### DOCUMENT SECTION
[Start of section]

Then one day when Lindsay was nine she came up to me at the kitchen table. “The music box is broken, Mom,” she said. “Come see.” I followed her to the bedroom and turned the key. It didn’t budge. I gave the box a jiggle, then tried again. “I’m so sorry, honey,” I said. “Maybe it just needs a rest.” I tried again many times over the years. Silence.

Maybe I didn’t need the music from the jewelry box so much anymore. The kids were in and out of the house constantly—laughing, shouting, listening to their own music or talking on the phone. In junior high, Lindsay took up the violin. She was in the school orchestra, and her music floated down the stairs and into my bedroom.

Lindsay and David signed up for a weeklong trip our church was sponsoring to West Virginia. The morning they’d left I kissed Lindsay and David good-bye and hugged them extra hard. “I’m proud of you both.”

[End of section]

Reproduce word for word the stretch of the music box passage from "Then one day" through "into my bedroom.".

### DATASET RECORDS
[Start of section]

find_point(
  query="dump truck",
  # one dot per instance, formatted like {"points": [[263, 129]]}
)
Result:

[End of section]

### RESULT
Then one day when Lindsay was nine she came up to me at the kitchen table. “The music box is broken, Mom,” she said. “Come see.” I followed her to the bedroom and turned the key. It didn’t budge. I gave the box a jiggle, then tried again. “I’m so sorry, honey,” I said. “Maybe it just needs a rest.” I tried again many times over the years. Silence.

Maybe I didn’t need the music from the jewelry box so much anymore. The kids were in and out of the house constantly—laughing, shouting, listening to their own music or talking on the phone. In junior high, Lindsay took up the violin. She was in the school orchestra, and her music floated down the stairs and into my bedroom.